# [文書抜粋]
==============================
かつて、オーディオ屋で働いていた頃、自作のパッシブスピーカネットワーク(木の板にコイルとコンデンサで組んだもの)で2wayを鳴らす場合、「ウーファの位相どうしようか?どっちがいいかな?」なんて問答があった事を記憶しています。
当時、「スピーカの位相は決まっていて、直流電流をユニットにかけ、コーン紙が前面に出る極性が正しい」という知識があったので、「どっちが良いも悪いもないだろう」と思っていました。

 

この話を理解するのは十数年後です。

 

この話を理解してもらう事を前提に解説してみます。
 

 

パッシブスピーカネットワーク

 

 

こちらが2wayスピーカのネットワークの模式図です。
スピーカ入力が1に対してユニット2つがひとつの箱に収まったものはこれに該当します。

 

2wayですので、それぞれのユニットが高音と低音を担当します。お互いがクロスオーバ(入れ替わり)する部分が肝心です。この部分がきれいにつながらなくてはいけません。
単純に合算できれば話は早いのですが・・・

 

 

クロスオーバ部分が「減る」事があります。
==============================
# [提供資料]
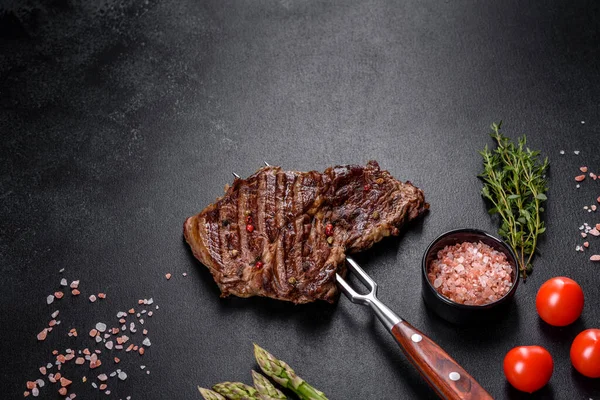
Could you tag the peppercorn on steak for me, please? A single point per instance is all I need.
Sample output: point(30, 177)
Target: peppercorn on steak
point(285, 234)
==============================
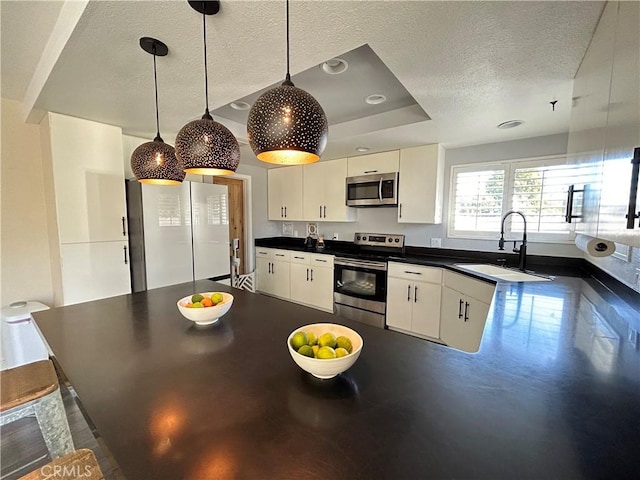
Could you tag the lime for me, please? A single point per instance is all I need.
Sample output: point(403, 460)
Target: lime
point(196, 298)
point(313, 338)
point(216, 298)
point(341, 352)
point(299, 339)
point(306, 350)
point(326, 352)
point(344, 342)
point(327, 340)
==============================
# [課題 1]
文書抜粋の全文を一字一句違えずに書き写してください。
# [課題 2]
エントリのうち「Could you tag the peppercorn」を含む行から「point(285, 234)」を含む行まで(両端の行を含む)だけを、依頼文も含めて書き直してください。その際、回答に含まれる座標の数値すべてに-69を加えてください。

# [出力結果 1]
かつて、オーディオ屋で働いていた頃、自作のパッシブスピーカネットワーク(木の板にコイルとコンデンサで組んだもの)で2wayを鳴らす場合、「ウーファの位相どうしようか?どっちがいいかな?」なんて問答があった事を記憶しています。
当時、「スピーカの位相は決まっていて、直流電流をユニットにかけ、コーン紙が前面に出る極性が正しい」という知識があったので、「どっちが良いも悪いもないだろう」と思っていました。

 

この話を理解するのは十数年後です。

 

この話を理解してもらう事を前提に解説してみます。
 

 

パッシブスピーカネットワーク

 

 

こちらが2wayスピーカのネットワークの模式図です。
スピーカ入力が1に対してユニット2つがひとつの箱に収まったものはこれに該当します。

 

2wayですので、それぞれのユニットが高音と低音を担当します。お互いがクロスオーバ(入れ替わり)する部分が肝心です。この部分がきれいにつながらなくてはいけません。
単純に合算できれば話は早いのですが・・・

 

 

クロスオーバ部分が「減る」事があります。

# [出力結果 2]
Could you tag the peppercorn on steak for me, please? A single point per instance is all I need.
Sample output: point(30, 177)
Target: peppercorn on steak
point(216, 165)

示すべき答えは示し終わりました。